Dataset records:
◆ ◆ ◆

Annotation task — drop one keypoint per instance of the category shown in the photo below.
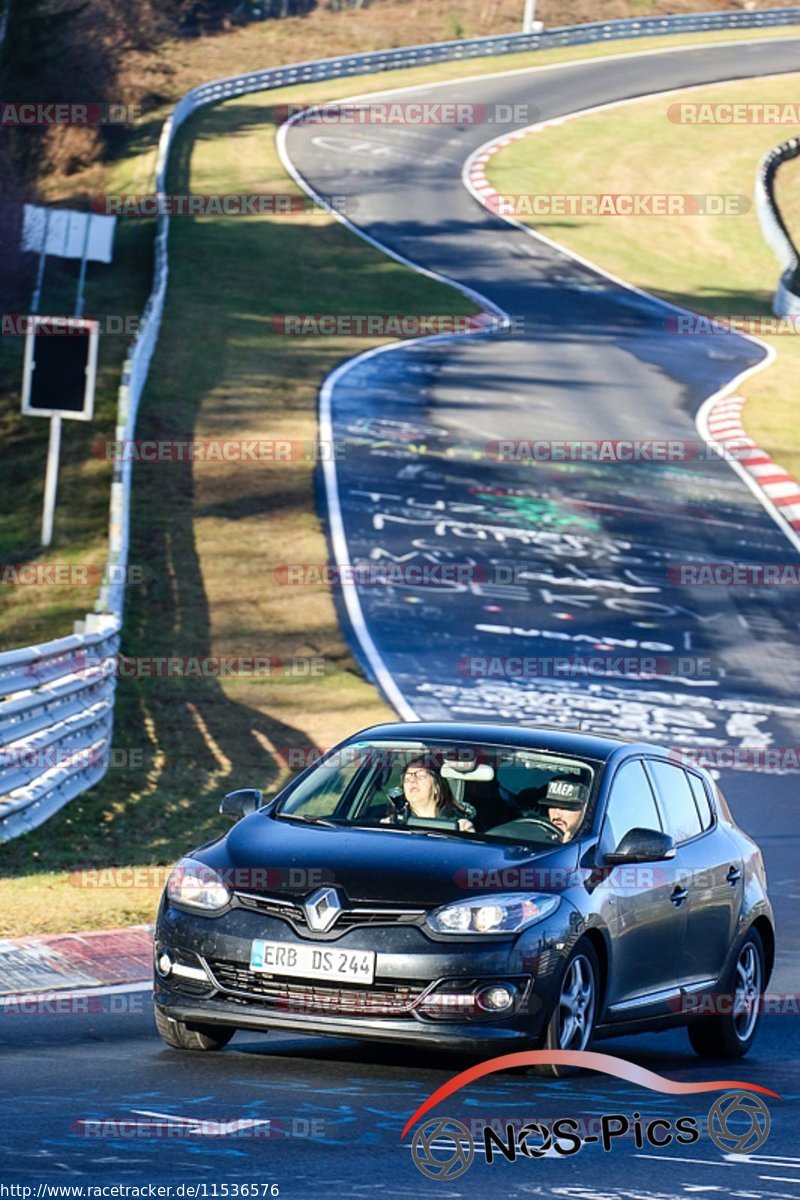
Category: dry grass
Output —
(210, 539)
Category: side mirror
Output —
(643, 846)
(241, 803)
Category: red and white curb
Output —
(781, 490)
(476, 173)
(58, 961)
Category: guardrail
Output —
(787, 297)
(47, 709)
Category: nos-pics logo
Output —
(444, 1149)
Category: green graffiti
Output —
(529, 510)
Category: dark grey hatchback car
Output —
(475, 887)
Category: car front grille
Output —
(296, 996)
(353, 917)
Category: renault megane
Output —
(476, 887)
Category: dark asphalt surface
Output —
(593, 363)
(337, 1109)
(590, 550)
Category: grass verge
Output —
(713, 264)
(209, 539)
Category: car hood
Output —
(284, 857)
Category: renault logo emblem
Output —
(322, 909)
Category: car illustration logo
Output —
(322, 909)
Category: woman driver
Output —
(425, 796)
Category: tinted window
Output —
(630, 805)
(701, 799)
(680, 810)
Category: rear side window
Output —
(701, 799)
(677, 799)
(631, 804)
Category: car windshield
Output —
(489, 792)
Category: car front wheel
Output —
(731, 1033)
(192, 1037)
(572, 1021)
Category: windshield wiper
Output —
(299, 816)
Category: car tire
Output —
(572, 1020)
(192, 1037)
(731, 1035)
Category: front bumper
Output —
(419, 993)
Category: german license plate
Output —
(313, 961)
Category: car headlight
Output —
(492, 915)
(197, 886)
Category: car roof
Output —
(524, 737)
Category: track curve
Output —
(575, 559)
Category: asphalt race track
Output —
(588, 549)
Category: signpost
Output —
(62, 366)
(59, 371)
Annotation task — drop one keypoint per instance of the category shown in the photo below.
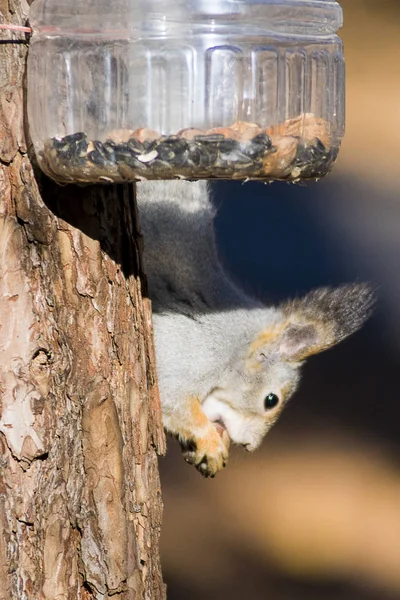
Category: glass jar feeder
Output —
(158, 89)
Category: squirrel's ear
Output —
(323, 318)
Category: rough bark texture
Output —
(80, 424)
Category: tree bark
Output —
(80, 424)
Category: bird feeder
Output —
(190, 89)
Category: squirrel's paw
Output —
(209, 452)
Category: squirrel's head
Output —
(254, 390)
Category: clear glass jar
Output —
(161, 89)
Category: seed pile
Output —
(298, 149)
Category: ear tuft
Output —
(324, 317)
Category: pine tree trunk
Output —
(80, 424)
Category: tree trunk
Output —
(80, 424)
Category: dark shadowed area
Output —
(315, 513)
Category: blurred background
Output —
(315, 513)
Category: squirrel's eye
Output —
(271, 401)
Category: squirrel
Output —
(227, 364)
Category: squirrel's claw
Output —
(209, 453)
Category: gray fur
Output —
(205, 327)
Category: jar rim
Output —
(293, 16)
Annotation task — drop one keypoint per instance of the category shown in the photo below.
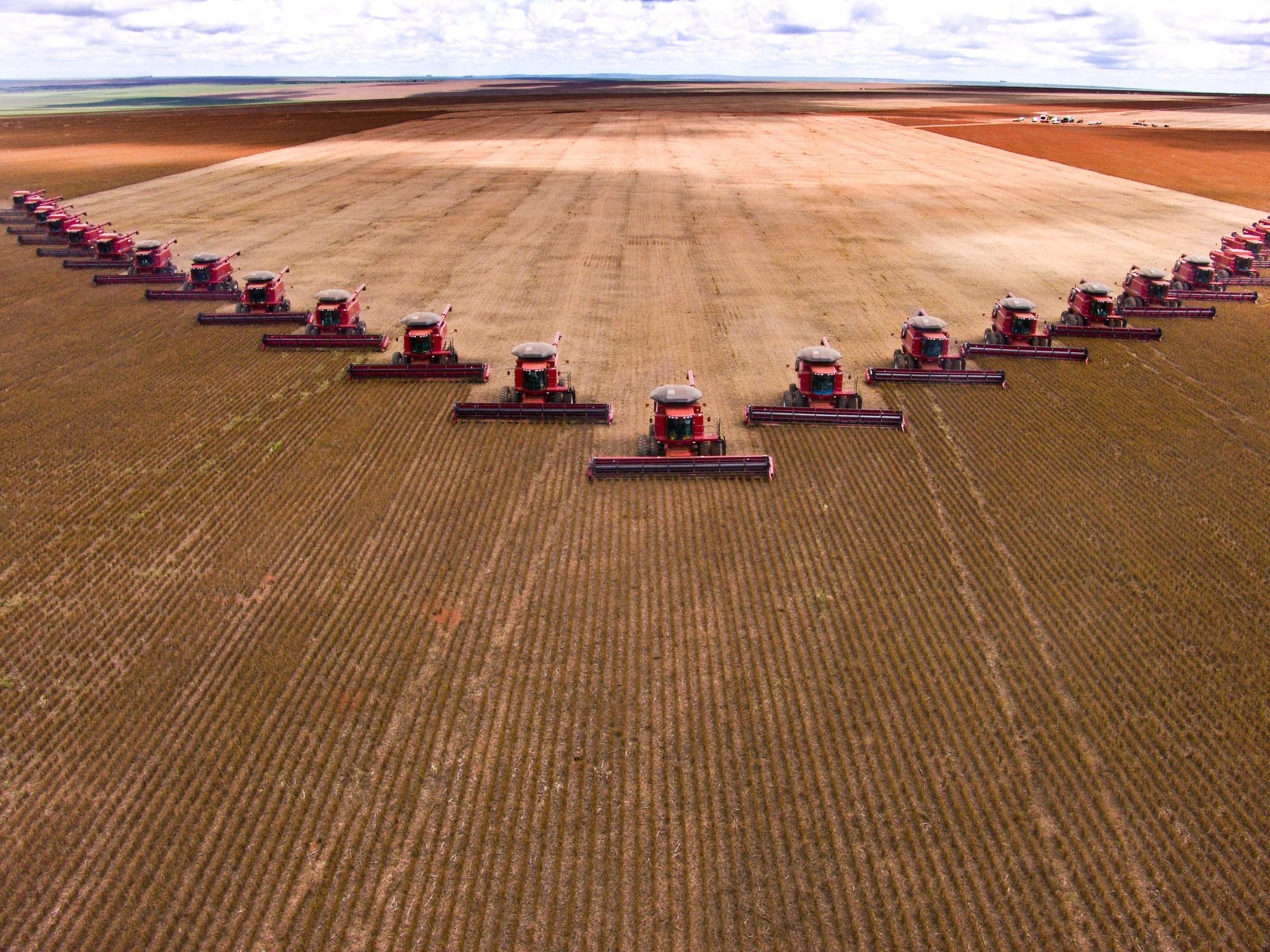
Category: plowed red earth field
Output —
(298, 663)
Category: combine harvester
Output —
(540, 392)
(1014, 333)
(1147, 294)
(426, 354)
(211, 279)
(81, 242)
(336, 323)
(152, 265)
(110, 249)
(821, 397)
(924, 359)
(55, 229)
(264, 301)
(678, 444)
(1196, 279)
(1092, 314)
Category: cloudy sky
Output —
(1159, 45)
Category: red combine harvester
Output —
(821, 397)
(1092, 314)
(335, 323)
(55, 229)
(211, 279)
(924, 359)
(152, 265)
(1147, 294)
(680, 444)
(542, 392)
(1015, 333)
(1196, 279)
(426, 354)
(264, 301)
(110, 249)
(81, 242)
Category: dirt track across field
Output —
(293, 662)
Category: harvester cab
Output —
(538, 379)
(680, 442)
(1015, 333)
(822, 397)
(426, 340)
(338, 313)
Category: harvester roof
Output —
(676, 394)
(819, 355)
(928, 323)
(422, 319)
(534, 351)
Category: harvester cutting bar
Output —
(612, 466)
(170, 279)
(890, 375)
(1230, 296)
(67, 252)
(1094, 331)
(420, 371)
(309, 342)
(827, 417)
(166, 295)
(571, 413)
(1202, 313)
(1041, 354)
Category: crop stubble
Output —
(300, 663)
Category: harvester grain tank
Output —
(540, 392)
(427, 354)
(111, 249)
(1197, 279)
(211, 279)
(336, 322)
(152, 265)
(1146, 293)
(262, 301)
(1092, 314)
(822, 395)
(680, 442)
(925, 357)
(1017, 332)
(81, 242)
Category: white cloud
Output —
(1169, 45)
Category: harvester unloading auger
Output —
(680, 444)
(336, 323)
(542, 392)
(152, 265)
(1198, 279)
(211, 279)
(81, 242)
(924, 359)
(1015, 333)
(822, 395)
(1092, 314)
(426, 354)
(1147, 294)
(264, 301)
(111, 249)
(55, 230)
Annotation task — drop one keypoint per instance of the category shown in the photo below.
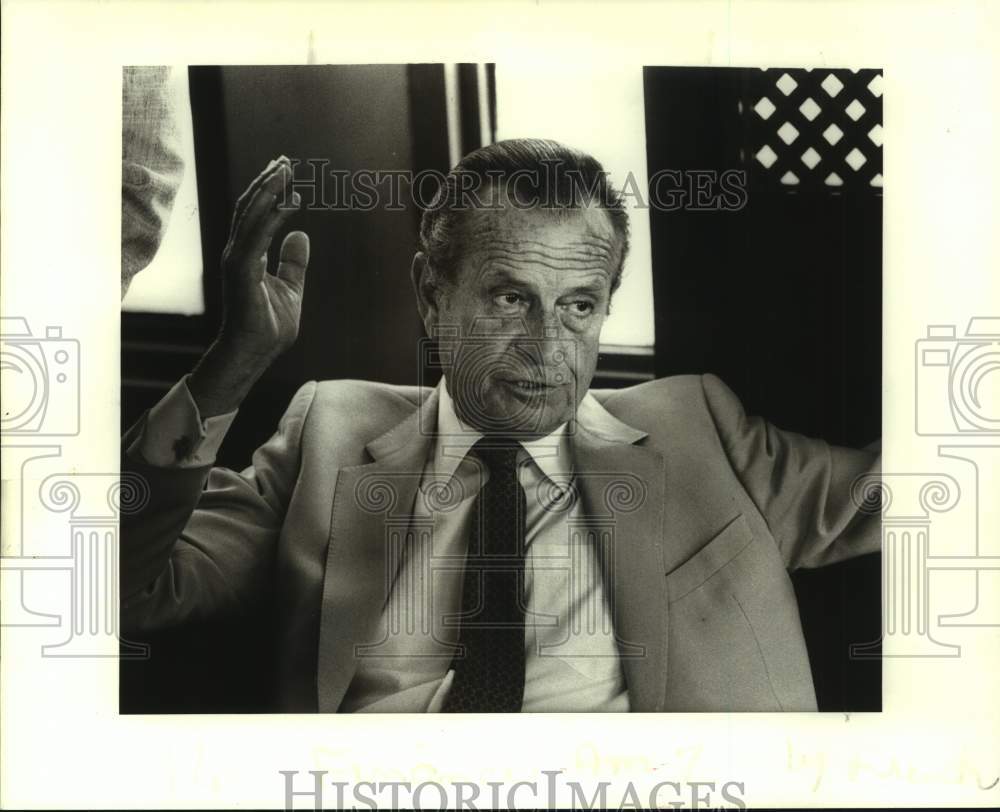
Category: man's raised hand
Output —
(261, 310)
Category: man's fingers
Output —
(294, 259)
(259, 241)
(254, 204)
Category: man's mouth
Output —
(529, 387)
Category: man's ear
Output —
(427, 289)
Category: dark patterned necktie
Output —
(489, 663)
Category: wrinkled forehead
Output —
(561, 239)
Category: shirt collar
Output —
(454, 439)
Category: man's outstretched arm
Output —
(203, 542)
(803, 487)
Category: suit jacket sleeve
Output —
(803, 487)
(203, 543)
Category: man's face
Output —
(520, 324)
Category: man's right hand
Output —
(261, 310)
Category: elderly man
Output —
(509, 540)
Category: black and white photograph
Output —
(528, 405)
(380, 331)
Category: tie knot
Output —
(499, 454)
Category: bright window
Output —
(172, 282)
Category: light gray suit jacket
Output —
(700, 511)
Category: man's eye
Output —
(507, 299)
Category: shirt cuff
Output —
(175, 436)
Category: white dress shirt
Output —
(571, 661)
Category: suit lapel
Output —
(622, 487)
(372, 506)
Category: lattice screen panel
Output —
(817, 129)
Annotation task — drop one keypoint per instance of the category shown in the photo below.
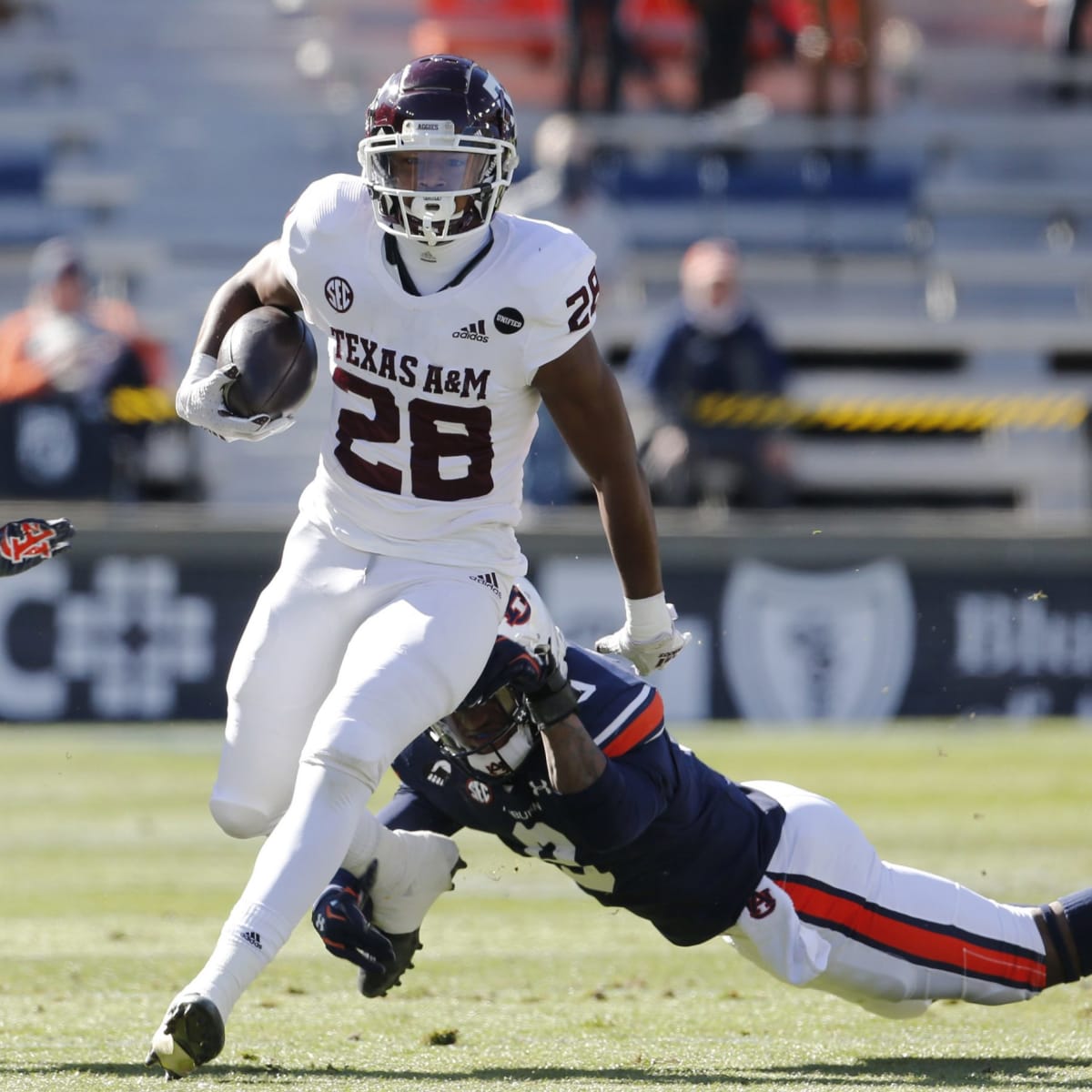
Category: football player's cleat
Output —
(191, 1035)
(496, 725)
(339, 917)
(438, 150)
(375, 984)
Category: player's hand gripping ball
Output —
(274, 355)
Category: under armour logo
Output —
(762, 904)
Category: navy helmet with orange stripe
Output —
(491, 732)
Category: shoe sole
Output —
(192, 1033)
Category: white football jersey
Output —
(431, 413)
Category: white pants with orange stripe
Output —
(831, 915)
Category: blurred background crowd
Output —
(889, 305)
(845, 257)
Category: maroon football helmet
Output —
(438, 148)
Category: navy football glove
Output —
(339, 917)
(27, 543)
(551, 699)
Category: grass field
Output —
(114, 882)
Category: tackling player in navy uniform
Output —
(581, 773)
(30, 541)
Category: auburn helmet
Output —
(492, 732)
(438, 148)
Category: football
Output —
(278, 363)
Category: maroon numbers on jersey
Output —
(583, 300)
(430, 442)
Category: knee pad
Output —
(238, 820)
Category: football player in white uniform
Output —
(446, 322)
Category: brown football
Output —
(278, 363)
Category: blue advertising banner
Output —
(108, 636)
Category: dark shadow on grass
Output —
(915, 1073)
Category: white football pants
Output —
(830, 915)
(348, 655)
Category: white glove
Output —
(649, 639)
(200, 401)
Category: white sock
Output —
(303, 852)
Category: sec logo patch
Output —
(339, 294)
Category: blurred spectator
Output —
(841, 34)
(594, 32)
(723, 50)
(715, 348)
(66, 342)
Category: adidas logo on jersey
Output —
(490, 580)
(475, 331)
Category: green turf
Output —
(114, 882)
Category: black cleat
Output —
(191, 1035)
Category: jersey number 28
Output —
(430, 442)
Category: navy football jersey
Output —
(660, 834)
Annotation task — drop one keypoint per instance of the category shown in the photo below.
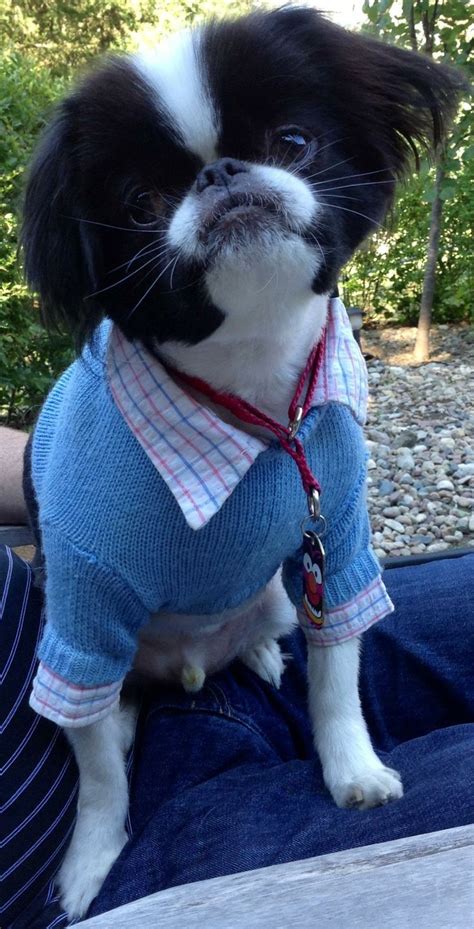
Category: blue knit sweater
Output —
(117, 545)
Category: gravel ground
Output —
(420, 437)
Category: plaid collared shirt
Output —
(202, 459)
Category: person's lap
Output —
(226, 780)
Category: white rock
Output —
(465, 470)
(447, 442)
(394, 524)
(445, 485)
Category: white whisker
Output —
(152, 285)
(356, 212)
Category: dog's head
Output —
(248, 156)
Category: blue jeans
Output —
(227, 780)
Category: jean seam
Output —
(219, 714)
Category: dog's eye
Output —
(291, 141)
(143, 208)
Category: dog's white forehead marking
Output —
(174, 69)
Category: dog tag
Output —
(313, 577)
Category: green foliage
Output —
(29, 359)
(44, 43)
(386, 277)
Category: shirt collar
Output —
(199, 456)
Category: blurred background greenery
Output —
(44, 44)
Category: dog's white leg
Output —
(352, 772)
(99, 834)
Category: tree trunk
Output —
(421, 351)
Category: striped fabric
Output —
(38, 774)
(200, 457)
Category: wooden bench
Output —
(423, 882)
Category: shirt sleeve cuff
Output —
(351, 618)
(70, 705)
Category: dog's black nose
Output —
(219, 173)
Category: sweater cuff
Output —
(350, 618)
(68, 704)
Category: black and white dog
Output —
(257, 154)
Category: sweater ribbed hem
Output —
(69, 705)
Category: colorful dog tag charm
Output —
(313, 577)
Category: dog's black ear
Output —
(408, 100)
(59, 249)
(394, 102)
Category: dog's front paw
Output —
(266, 660)
(83, 872)
(370, 787)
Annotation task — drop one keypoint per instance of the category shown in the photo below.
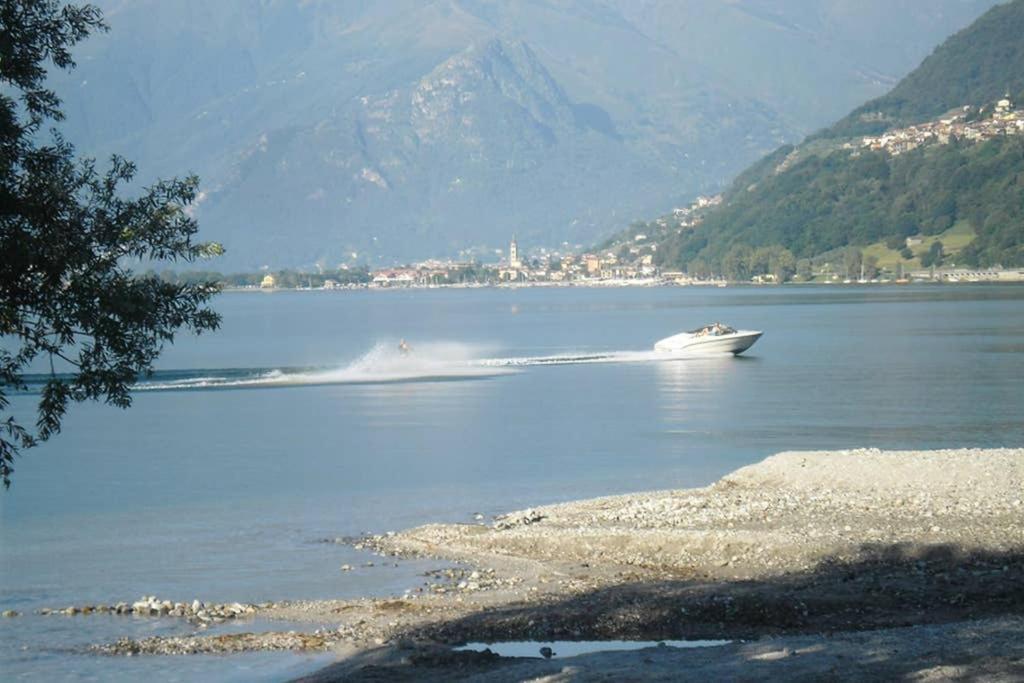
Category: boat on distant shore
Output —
(714, 338)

◆ ◆ ◆

Task directions:
Copy out the rows above from the line containing "Category: shirt cuff" through the line containing "(192, 1033)", keeping both of those lines, and leave the pictures out of your copy.

Written response:
Category: shirt cuff
Output —
(175, 436)
Category: white dress shirt
Output —
(571, 661)
Category: suit lapel
Output —
(622, 487)
(372, 506)
Category: lattice screen panel
Output —
(817, 129)
Annotation task — drop one keypoint per instance of the category shown in the photo below.
Category: football player's cleat
Output —
(191, 1035)
(496, 725)
(339, 917)
(438, 150)
(375, 984)
Category: player's hand gripping ball
Output —
(274, 355)
Category: under armour logo
Output —
(762, 904)
Category: navy helmet with orange stripe
Output —
(491, 732)
Category: shoe sole
Output —
(192, 1033)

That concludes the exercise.